◆ **What is being asked**
Filter the records down to the lines that hold the word "recessed", and copy each of those lines.

BEGIN

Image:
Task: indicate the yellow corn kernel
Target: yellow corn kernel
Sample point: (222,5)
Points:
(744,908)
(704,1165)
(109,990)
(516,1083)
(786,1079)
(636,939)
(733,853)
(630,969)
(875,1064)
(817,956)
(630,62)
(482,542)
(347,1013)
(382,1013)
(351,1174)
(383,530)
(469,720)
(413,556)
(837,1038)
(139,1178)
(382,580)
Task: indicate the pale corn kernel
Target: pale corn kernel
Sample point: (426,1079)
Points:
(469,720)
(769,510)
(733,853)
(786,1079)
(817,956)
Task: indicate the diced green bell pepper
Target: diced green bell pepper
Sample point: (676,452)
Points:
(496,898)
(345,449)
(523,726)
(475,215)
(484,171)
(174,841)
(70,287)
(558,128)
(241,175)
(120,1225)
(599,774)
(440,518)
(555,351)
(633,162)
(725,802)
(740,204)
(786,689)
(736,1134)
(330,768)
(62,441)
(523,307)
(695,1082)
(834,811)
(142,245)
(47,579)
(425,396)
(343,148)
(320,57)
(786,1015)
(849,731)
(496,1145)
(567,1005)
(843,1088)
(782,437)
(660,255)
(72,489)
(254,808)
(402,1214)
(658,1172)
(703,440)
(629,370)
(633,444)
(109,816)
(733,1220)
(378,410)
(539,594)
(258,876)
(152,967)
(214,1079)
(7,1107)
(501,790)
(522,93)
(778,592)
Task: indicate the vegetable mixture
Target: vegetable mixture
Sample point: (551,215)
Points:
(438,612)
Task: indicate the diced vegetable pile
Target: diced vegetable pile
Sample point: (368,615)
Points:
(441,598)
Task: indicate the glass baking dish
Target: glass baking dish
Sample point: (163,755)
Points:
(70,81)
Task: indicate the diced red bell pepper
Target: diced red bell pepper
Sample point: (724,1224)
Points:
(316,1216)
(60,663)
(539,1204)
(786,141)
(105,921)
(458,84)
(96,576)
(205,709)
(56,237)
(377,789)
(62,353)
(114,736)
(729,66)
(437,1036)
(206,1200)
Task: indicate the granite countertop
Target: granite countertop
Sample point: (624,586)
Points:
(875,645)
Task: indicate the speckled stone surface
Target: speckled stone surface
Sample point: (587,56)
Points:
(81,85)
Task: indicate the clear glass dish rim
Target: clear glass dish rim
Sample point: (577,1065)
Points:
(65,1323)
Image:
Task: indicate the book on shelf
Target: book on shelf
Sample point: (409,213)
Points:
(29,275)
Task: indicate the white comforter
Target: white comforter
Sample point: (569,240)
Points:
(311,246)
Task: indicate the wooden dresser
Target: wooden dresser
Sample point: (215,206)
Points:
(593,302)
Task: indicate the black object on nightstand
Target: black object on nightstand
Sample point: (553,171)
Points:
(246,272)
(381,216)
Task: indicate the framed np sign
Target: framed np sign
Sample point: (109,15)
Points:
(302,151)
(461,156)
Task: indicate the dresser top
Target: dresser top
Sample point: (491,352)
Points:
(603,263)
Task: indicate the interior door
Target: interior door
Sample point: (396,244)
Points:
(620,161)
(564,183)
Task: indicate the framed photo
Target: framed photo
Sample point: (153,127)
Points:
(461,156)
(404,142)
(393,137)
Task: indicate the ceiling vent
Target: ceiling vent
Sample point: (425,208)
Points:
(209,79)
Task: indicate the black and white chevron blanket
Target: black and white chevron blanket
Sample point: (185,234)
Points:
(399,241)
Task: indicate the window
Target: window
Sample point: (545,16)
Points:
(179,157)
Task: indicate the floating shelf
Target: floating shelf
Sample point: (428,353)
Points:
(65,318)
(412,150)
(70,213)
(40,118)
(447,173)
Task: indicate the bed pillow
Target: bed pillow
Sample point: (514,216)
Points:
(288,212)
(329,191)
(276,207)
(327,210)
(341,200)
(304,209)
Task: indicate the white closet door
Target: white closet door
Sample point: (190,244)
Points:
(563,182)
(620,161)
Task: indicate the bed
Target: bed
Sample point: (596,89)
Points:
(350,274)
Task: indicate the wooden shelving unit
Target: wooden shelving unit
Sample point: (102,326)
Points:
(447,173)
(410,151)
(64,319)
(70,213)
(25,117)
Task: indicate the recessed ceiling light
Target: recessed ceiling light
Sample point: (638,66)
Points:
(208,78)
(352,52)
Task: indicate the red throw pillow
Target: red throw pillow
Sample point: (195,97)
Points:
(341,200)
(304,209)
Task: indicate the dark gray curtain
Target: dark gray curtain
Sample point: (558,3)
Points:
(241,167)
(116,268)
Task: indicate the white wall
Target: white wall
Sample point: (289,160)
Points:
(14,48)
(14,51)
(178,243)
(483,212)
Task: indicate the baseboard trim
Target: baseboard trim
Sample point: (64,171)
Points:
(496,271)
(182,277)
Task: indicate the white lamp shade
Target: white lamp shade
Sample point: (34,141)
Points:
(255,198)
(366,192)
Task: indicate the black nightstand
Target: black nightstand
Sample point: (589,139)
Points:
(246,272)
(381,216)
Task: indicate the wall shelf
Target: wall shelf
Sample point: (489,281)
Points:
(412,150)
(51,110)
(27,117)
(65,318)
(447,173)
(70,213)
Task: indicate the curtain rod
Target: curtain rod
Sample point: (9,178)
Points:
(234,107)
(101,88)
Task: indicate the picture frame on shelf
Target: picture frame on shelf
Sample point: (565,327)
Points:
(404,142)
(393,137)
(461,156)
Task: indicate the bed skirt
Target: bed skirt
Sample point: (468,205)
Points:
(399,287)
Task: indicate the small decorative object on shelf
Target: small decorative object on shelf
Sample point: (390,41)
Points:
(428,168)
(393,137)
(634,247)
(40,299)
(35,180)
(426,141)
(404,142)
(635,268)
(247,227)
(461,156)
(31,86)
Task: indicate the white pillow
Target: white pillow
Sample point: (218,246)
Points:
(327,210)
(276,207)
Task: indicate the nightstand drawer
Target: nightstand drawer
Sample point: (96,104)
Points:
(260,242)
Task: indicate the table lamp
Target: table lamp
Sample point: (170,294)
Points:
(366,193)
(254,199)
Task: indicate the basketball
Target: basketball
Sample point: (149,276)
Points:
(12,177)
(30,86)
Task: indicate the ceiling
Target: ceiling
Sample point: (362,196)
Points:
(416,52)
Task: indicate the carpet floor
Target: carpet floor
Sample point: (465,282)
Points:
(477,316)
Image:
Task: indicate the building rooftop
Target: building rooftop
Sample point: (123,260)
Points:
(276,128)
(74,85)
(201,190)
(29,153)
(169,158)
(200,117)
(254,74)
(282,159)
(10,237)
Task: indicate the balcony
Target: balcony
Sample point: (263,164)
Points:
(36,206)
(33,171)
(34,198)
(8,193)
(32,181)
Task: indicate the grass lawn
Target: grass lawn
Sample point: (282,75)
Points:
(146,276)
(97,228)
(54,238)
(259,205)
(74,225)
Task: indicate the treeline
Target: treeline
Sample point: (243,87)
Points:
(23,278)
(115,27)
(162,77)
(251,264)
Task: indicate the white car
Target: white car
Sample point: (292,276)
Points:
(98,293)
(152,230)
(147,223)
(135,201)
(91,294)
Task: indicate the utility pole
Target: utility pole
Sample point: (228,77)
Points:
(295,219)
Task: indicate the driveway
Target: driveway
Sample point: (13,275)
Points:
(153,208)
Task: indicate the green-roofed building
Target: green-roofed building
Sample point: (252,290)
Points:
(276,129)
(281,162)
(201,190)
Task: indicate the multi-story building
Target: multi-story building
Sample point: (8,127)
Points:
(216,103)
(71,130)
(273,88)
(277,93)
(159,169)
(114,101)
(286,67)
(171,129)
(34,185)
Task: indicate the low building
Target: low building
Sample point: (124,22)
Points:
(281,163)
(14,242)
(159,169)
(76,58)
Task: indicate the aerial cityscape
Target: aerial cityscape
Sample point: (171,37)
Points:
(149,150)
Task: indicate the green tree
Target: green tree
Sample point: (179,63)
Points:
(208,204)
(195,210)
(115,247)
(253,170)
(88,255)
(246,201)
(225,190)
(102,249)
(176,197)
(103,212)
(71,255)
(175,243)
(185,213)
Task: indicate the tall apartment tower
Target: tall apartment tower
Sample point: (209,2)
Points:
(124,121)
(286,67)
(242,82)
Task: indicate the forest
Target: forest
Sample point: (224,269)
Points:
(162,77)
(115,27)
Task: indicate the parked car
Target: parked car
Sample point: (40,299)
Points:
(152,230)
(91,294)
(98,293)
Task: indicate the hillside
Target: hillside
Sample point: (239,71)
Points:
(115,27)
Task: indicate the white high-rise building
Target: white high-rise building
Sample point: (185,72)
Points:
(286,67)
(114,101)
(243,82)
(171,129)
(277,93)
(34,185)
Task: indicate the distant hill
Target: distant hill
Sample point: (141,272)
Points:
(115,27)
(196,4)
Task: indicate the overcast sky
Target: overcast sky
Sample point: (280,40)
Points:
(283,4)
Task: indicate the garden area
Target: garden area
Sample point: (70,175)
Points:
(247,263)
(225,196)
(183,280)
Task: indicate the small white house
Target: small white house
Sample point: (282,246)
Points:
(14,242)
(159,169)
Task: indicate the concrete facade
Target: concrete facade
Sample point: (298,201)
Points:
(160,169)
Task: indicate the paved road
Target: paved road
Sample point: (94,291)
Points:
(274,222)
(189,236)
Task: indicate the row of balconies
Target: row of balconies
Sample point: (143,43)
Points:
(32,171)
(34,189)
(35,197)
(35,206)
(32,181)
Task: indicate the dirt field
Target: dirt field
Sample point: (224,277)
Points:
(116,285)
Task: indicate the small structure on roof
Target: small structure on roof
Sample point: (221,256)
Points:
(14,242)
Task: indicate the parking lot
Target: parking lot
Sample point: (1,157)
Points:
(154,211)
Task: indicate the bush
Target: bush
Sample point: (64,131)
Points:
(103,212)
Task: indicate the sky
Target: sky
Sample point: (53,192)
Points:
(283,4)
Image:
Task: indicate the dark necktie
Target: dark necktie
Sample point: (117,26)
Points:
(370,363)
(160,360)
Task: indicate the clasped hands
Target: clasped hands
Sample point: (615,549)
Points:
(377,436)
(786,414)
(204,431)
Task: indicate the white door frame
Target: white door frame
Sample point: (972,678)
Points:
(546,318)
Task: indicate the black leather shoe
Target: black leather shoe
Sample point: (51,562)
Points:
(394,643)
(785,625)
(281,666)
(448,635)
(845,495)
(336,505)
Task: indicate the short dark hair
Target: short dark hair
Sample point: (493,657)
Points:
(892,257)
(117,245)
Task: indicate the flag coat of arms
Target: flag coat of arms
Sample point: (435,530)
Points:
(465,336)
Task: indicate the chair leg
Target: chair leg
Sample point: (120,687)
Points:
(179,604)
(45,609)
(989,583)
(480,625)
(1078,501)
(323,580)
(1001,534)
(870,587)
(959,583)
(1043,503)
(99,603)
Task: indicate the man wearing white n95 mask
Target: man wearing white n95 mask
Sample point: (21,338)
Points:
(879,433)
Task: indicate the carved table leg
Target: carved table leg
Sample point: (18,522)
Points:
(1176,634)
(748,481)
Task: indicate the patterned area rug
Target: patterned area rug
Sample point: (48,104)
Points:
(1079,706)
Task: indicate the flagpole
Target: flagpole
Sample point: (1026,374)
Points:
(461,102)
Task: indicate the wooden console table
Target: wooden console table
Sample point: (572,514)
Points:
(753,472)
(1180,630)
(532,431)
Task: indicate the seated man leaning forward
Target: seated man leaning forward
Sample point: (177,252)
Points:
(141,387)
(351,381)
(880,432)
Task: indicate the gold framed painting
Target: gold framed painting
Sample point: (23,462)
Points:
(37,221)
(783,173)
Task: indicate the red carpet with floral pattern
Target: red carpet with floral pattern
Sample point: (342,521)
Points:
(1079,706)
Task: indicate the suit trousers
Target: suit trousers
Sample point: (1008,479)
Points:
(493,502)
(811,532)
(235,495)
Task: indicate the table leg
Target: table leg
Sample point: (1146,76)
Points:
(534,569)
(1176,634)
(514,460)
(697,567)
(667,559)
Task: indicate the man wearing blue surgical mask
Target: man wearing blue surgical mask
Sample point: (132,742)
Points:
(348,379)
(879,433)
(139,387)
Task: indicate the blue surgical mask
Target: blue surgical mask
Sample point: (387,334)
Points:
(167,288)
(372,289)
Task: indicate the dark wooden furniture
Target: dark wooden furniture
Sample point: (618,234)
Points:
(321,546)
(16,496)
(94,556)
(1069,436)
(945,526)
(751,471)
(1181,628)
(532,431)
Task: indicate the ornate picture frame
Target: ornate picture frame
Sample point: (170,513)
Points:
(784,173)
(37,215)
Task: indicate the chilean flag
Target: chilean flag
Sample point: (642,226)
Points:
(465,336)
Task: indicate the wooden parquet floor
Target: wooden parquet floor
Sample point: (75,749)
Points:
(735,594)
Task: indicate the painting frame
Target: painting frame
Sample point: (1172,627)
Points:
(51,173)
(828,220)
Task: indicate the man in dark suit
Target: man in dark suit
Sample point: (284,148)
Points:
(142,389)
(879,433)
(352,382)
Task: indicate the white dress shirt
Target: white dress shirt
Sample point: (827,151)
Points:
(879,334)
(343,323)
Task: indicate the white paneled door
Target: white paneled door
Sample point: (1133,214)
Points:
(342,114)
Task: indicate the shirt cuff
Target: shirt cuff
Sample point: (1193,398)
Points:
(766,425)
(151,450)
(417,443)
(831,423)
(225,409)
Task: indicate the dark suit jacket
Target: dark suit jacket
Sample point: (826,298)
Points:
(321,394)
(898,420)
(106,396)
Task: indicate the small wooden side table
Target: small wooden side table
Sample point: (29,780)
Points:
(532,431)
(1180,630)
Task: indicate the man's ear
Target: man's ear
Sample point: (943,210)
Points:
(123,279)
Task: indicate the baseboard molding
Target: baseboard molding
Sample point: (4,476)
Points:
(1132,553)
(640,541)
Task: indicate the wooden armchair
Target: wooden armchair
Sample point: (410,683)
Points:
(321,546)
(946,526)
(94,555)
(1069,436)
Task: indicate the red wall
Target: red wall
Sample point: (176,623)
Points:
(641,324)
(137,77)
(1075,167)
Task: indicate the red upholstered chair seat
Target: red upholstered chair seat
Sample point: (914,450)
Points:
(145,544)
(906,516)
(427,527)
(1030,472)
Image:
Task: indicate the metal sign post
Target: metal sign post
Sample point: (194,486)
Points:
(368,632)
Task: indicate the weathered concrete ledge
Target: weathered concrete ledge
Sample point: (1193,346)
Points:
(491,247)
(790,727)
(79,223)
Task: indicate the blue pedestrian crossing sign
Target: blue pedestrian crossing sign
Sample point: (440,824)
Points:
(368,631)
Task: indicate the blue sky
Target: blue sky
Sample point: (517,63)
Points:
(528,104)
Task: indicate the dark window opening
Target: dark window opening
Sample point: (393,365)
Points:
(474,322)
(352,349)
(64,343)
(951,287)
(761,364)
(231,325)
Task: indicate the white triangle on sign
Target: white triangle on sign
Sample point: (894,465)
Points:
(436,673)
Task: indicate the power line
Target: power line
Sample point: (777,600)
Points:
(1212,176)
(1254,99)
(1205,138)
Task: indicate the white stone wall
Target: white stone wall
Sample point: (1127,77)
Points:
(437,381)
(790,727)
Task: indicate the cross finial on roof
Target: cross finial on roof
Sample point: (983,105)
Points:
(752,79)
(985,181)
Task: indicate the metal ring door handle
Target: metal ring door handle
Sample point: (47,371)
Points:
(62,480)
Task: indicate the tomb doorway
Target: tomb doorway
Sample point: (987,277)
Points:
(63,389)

END

◆ **Exercise output**
Task: indicate the recessed ceiling light
Target: recessed ceiling light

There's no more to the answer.